• The request: A verbatim copy of the records is required, with all pictures left out.

--- START OF Given data ---

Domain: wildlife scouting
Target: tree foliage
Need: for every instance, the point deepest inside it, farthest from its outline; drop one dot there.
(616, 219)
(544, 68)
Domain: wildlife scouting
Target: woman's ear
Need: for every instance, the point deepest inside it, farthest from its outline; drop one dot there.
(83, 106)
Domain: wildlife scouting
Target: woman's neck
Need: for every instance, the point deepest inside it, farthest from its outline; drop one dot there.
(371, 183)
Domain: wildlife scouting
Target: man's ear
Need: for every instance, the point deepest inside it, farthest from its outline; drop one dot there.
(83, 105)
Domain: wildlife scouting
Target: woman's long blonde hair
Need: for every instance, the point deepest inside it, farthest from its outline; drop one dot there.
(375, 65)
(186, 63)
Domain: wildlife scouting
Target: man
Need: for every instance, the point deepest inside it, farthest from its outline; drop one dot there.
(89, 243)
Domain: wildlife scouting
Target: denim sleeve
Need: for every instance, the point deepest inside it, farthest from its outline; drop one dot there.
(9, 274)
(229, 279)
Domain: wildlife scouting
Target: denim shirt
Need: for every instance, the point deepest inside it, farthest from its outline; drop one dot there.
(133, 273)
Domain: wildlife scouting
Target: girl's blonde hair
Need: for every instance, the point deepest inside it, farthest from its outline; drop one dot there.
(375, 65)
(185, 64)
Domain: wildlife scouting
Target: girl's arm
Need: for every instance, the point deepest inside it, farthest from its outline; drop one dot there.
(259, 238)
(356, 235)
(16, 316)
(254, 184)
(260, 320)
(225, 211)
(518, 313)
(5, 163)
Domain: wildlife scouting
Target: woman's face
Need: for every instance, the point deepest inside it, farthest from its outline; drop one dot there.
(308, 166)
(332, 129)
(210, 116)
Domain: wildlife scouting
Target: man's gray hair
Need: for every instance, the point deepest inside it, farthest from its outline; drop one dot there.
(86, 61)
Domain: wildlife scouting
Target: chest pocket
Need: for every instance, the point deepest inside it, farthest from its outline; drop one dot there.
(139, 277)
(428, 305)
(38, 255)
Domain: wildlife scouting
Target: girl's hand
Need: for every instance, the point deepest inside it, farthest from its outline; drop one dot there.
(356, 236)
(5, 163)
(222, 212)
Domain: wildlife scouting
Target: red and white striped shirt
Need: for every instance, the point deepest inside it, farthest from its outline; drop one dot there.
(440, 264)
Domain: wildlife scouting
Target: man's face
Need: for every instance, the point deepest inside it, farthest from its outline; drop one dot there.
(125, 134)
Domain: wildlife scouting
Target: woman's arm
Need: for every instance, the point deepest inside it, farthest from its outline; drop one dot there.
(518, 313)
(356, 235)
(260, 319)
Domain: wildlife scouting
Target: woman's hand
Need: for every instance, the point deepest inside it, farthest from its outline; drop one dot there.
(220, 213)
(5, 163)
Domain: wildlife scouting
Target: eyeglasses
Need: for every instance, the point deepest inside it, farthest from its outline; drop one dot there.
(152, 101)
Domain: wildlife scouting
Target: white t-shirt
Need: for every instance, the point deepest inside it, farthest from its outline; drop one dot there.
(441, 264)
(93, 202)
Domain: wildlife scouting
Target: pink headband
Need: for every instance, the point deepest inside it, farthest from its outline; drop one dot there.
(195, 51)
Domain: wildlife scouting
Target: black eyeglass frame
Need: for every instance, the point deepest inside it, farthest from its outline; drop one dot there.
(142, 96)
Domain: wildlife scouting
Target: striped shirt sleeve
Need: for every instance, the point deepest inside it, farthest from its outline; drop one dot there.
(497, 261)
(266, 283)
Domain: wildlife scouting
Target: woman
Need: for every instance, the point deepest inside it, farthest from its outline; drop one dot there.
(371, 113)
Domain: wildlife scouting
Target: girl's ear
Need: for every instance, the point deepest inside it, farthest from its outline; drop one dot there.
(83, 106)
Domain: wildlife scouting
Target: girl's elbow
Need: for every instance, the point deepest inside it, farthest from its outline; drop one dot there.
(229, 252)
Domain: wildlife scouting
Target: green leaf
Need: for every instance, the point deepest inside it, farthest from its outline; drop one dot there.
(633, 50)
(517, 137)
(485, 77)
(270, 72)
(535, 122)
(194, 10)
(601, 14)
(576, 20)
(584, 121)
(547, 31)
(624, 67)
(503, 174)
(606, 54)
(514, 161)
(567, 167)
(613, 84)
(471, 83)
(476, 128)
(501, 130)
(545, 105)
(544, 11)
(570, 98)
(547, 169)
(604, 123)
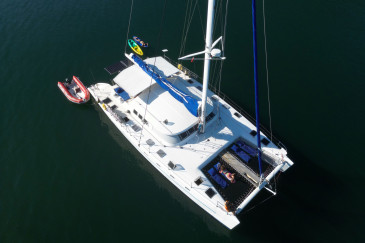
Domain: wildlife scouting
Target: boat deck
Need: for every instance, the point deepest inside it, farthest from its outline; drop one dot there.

--- END OF Given data ---

• Final result:
Domain: wildlife scouting
Target: tree foliage
Need: for every instance, the point deepest inside it, farthest from its outline; drop one dot there.
(616, 219)
(544, 68)
Domain: wildlife scouting
Target: woman's ear
Need: for every instance, the point deepest inside it, farthest from its outline; drop one dot there.
(83, 106)
Domain: wildlife scouting
Target: woman's neck
Need: for every instance, the point deepest inside it, farthest from its outline; drop one dot there.
(371, 183)
Domain: wildlife scouting
Target: man's ear
Need: for every instance, the point deepest inside it, farthest from its outline; drop one dot there.
(83, 105)
Domain: wildlife scouting
Target: woman's long blonde hair
Need: for every instance, the point deepest inside it, farthest from its outline; drop one dot there.
(375, 65)
(186, 63)
Domain: wildlife scouting
Target: man
Need: for every instance, the point deepest inside it, farthest from its outline; drop one dot there.
(89, 243)
Domain: wildlife scouting
Target: denim sleeve
Need: for every instance, the point deepest inside it, farthest from its outline; drop one dot there.
(9, 274)
(229, 279)
Domain: wildlife scouting
Target: denim shirt
Need: for every instance, the point deepest inside it, farthest from its outline; drop one dot there.
(133, 273)
Domain: wildlife scouting
Target: girl's blonde hair
Need: for every instance, the point deepest inside it, farthest from its outline; drop one dot there.
(375, 65)
(185, 64)
Domain: wildlife scouting
Target: girl's arm
Need: for every instance, the point deepest inside it, farthest from its outline; drop one dot there.
(259, 238)
(356, 235)
(16, 316)
(254, 184)
(260, 320)
(225, 211)
(518, 313)
(5, 163)
Domain: wildlife scouting
Target: woman's face
Need: for every instance, the point deepest inside it, farthest from its outline; drop one dot there.
(308, 166)
(332, 129)
(210, 116)
Domain: wildlife scouting
Target: man's gray hair
Need: for every instance, the point deepest inside it, farthest from its outline; drop one dot there.
(86, 61)
Domain: wildlife scouting
Target: chest pocket
Need: for every instance, the point deepest inside it, farthest from its outline; drop one dot there.
(139, 277)
(428, 305)
(38, 255)
Domain: wildlife scouting
Target: girl's hand
Need: for every instance, the point deepest inside it, farthest from its outline; drop one dot there.
(356, 236)
(5, 163)
(222, 212)
Domain: wildlife scouting
Target: red and white striped shirt
Need: for every instance, the point deepest inside it, farthest from its outline; drop one dot there.
(440, 264)
Domain: wildlife scouting
Target: man's face
Need: for every instance, the point deepest inside it, farthest from its outline; drop one dot there.
(125, 134)
Domain: wildlife scouting
Target: woman's arm
Need: for every instance, the point deepest inside it, farthest from its outline; drop one dot there.
(518, 313)
(356, 235)
(260, 319)
Domain: wildlife scouting
Target: woman's hand
Need: for every instance, the point deepest inside it, farthest from its outline; drop one dot there.
(220, 213)
(5, 163)
Domain: wildlife scouting
Target: eyeglasses
Need: for every instance, the point deepest inside it, farthest from its outline; drop one dot there.
(152, 101)
Domain: wildlife scouting
Target: white t-shirt
Need: for every instance, the point deepest inside it, farthest from its outline; drop one dot there.
(441, 264)
(93, 202)
Domain: wildlife scouting
Target: pink headband
Need: for every instance, the point deepest inside it, farthest from its outline; drop one dot there.
(195, 51)
Domain: wildlife scouting
Target: black eyeglass frame
Need: for every instance, the point deepest inside it, farthest from its outline; drop one dot there.
(142, 96)
Domain: wildlife scouting
Target: striped shirt sleeve
Need: for every instance, the point deepest inside it, farthest from its outline; drop one dot there.
(497, 261)
(266, 283)
Domain: wildlife scouting
Target: woman
Need: for every instance, the point deepest inside it, farthest from its outline; drop one dot there.
(371, 113)
Domain: wildlife scouting
Target: girl's ear
Need: for every instance, the point deepest inside it, farthest from its outline; drop one dot there.
(83, 106)
Domain: wildlife scouting
Target: girl's elbow
Need: for every instance, the point deepest inside it, farthest from its outline; drop one dot there.
(229, 252)
Domain: wildlife scouting
Target: green leaf
Need: for every instance, the point deepest inside it, farthest from its outline; drop one dot there.
(633, 50)
(517, 137)
(485, 77)
(270, 72)
(535, 122)
(194, 10)
(601, 14)
(576, 20)
(584, 121)
(547, 31)
(624, 67)
(503, 174)
(606, 54)
(514, 161)
(567, 167)
(613, 84)
(471, 83)
(476, 128)
(501, 130)
(545, 105)
(544, 11)
(570, 98)
(547, 169)
(604, 123)
Domain: wildlife scouting
Target: boat deck
Need: for every instance, the point deepest inside it, farthest from its outline; drop one dot there.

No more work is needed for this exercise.